§ RECORD EXTRACTS:
+-------+
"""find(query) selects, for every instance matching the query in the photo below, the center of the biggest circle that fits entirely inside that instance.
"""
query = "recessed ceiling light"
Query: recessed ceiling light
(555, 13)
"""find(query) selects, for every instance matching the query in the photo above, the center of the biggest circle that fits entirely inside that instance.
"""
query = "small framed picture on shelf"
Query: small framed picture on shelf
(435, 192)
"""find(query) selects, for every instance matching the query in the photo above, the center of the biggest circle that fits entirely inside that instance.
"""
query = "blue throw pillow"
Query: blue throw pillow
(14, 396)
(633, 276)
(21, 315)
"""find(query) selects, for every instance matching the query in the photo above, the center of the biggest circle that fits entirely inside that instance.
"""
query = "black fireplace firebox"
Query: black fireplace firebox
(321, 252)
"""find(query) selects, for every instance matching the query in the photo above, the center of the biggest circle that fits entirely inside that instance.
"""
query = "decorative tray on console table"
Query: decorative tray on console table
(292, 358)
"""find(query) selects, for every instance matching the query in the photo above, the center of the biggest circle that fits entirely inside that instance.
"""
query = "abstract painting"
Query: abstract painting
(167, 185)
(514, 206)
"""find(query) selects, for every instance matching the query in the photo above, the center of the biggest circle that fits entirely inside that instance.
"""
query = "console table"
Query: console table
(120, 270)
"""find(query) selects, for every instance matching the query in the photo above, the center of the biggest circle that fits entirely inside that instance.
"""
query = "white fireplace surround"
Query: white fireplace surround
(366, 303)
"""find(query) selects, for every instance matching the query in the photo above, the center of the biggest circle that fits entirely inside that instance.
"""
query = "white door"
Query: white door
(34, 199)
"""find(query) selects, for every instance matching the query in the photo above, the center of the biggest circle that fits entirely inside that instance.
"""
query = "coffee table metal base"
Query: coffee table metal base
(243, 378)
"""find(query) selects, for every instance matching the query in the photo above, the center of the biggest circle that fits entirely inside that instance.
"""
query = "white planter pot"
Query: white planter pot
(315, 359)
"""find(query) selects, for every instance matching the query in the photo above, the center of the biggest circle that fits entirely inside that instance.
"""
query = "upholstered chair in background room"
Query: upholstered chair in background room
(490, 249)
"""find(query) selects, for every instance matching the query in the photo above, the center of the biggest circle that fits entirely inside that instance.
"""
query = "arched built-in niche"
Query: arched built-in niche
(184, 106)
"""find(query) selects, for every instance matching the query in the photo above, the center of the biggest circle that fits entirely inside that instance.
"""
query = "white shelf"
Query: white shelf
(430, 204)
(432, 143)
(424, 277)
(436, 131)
+-------+
§ WHAT IS EXPECTED: Please copy all of the data above exactly.

§ SOLUTION TO THIS EXERCISE:
"""find(query) selects, for every instance matching the query in the photo below, the center of the biggest circle that fits entirely inside that instance.
"""
query = "recessed ceiling light"
Query: recessed ceiling light
(555, 13)
"""find(query) selects, for every instance matching the query in the photo above, the center of the biggest circle that fits entirely inside that instance.
"""
query = "small framed picture on shelf"
Query: small framed picture on shelf
(435, 192)
"""find(query) selects, for every instance matching the query in the photo above, the center of the biggest circle that fits entirely inside that instance.
"""
query = "blue throw pillow"
Query: blue throw pillow
(14, 396)
(633, 276)
(21, 315)
"""find(query) selects, for every instance matching the query in the photo above, the center of the biggest circle that fits entirely inside that instance.
"""
query = "black fireplace firebox"
Query: black fireplace firebox
(321, 252)
"""find(query) selects, for every instance matching the query in the photo above, the center of the biggest circle that fits entirely inside that instance.
"""
query = "decorative tray on console table"
Query: decorative tray on console table
(292, 358)
"""find(query) selects, for every instance matching the query in the photo above, the center of the biggest circle that fits entirely inside that instance.
"""
query = "abstract painting"
Query: abstract painting
(167, 185)
(514, 206)
"""find(query) selects, for every instance matching the query in the photo above, the center of the biggest circle that fits entirely inside that instance.
"""
query = "console table"
Query: console table
(120, 270)
"""find(query) selects, for every instance matching the query in the photo above, the center of the biggest circle that fits entirely inside that instance.
"""
query = "white fireplace surround"
Query: white fireplace surround
(366, 303)
"""find(query) selects, for every instance matching the query in the photo above, the center of the biggest circle that fits entirely inside that instance.
"""
query = "white door"
Query: white door
(34, 199)
"""find(query) selects, for every instance matching the query in the photo above, the center of the biggest circle that fits entirely inside that instance.
"""
query = "coffee table metal base"
Query: coffee table metal base
(243, 378)
"""find(query) selects, for every instance matching the query in the photo above, the center of the biggest circle that fits entirely inside that instance.
"""
query = "white planter pot"
Query: white planter pot
(315, 359)
"""find(query) selects, for every instance matching the query in the photo above, the center of the biggest circle that fits entirely inside that instance.
"""
query = "upholstered chair in background room"
Query: upholstered chair in background room
(490, 249)
"""find(query) selects, for every instance matching the query in the photo above, the center of the biggest circle that fits entirely inside that instance.
"""
query = "arched built-in niche"
Query: arched built-in niche
(184, 106)
"""find(query) selects, for every instance matching the query in the photo above, the center of the biggest circle that fits entirely inside that instance.
"""
query = "white shelf"
Query: white shelf
(430, 204)
(432, 143)
(424, 277)
(436, 131)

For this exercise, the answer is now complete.